Extrait du document
'''

Média indépendant, en accès libre pour tous, sans publicité, financé par les dons de ses lecteurs

Animaux

Oiseaux : l’autorisation des chasses traditionnelles de nouveau annulée

Une Alouette des champs (Alauda arvensis), en Écosse.

Lundi 25 octobre, le Conseil d’État a annulé les arrêtés de Barbara Pompili autorisant certaines chasses dites « traditionnelles ». Dans cet article mis à jour, nous expliquons comment le gouvernement s’obstine à vouloir réautoriser le piégeage de plus de 110 000 oiseaux sauvages.

  • Actualisation — Mardi 26 octobre 2021 — Les arrêtés que vous signalait l’article ci-dessous ont bien été signés par la ministre de la Transition écologique, Barbara Pompili, le 12 octobre dernier. Ils autorisaient à nouveau les chasses traditionnelles aux alouettes des champs, vanneaux huppés, pluviers dorés, grives et merles noirs. Ils ont été aussitôt contestés devant le Conseil d’État par la Ligue pour la protection des oiseaux (LPO) et l’association One Voice. Sans surprise, lundi 25 octobre, le Conseil d’État a une nouvelle fois donné raison aux associations, avec les mêmes arguments qu’en août dernier, quand il avait annulé les arrêtés des années précédentes : ils ne sont pas conformes à la directive oiseaux de l’Union européenne. Les chasses traditionnelles visées, qui avaient pu recommencer le samedi 16 octobre, ont donc dû s’arrêter le lundi 25 octobre. Le juge a suspendu les arrêtés en urgence, et statuera sur le fond dans les « prochains mois ». « À 6 mois de l’élection présidentielle, il est plus que temps que le gouvernement soit à la hauteur de ses prétentions en matière de biodiversité », a commenté Allain Bougrain-Dubourg, président de la LPO.
  • Source : Reporterre

  • Article du 17 septembre 2021

Macron s’attaque de nouveau aux oiseaux menacés

En août, le Conseil d’État interdisait certaines méthodes de chasse traditionnelle, non conformes au droit européen. Mais le gouvernement s’obstine à vouloir réautoriser le piégeage de plus de 110 000 oiseaux sauvages.

'''

Matériel fourni
'''

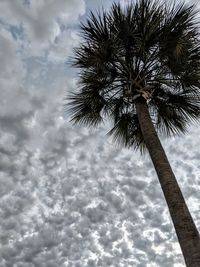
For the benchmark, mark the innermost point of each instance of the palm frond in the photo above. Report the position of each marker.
(147, 48)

'''

Problème posé 1
Selon l'extrait, quel jour les chasses traditionnelles visées avaient-elles pu reprendre ?
Problème posé 2
Dressez la liste des oiseaux dont les arrêtés signés le 12 octobre autorisaient de nouveau la chasse traditionnelle, d'après l'extrait.
Problème posé 3
Reproduisez le passage de l'extrait qui va de « Média indépendant, en » à « arvensis), en Écosse. ».
Le matériel fourni n'a aucun lien avec l'extrait.

Corrigé de l'exercice 1
Le samedi 16 octobre.

Corrigé de l'exercice 2
- alouettes des champs
- vanneaux huppés
- pluviers dorés
- grives
- merles noirs

Corrigé de l'exercice 3
Média indépendant, en accès libre pour tous, sans publicité, financé par les dons de ses lecteurs

Animaux

Oiseaux : l’autorisation des chasses traditionnelles de nouveau annulée

Une Alouette des champs (Alauda arvensis), en Écosse.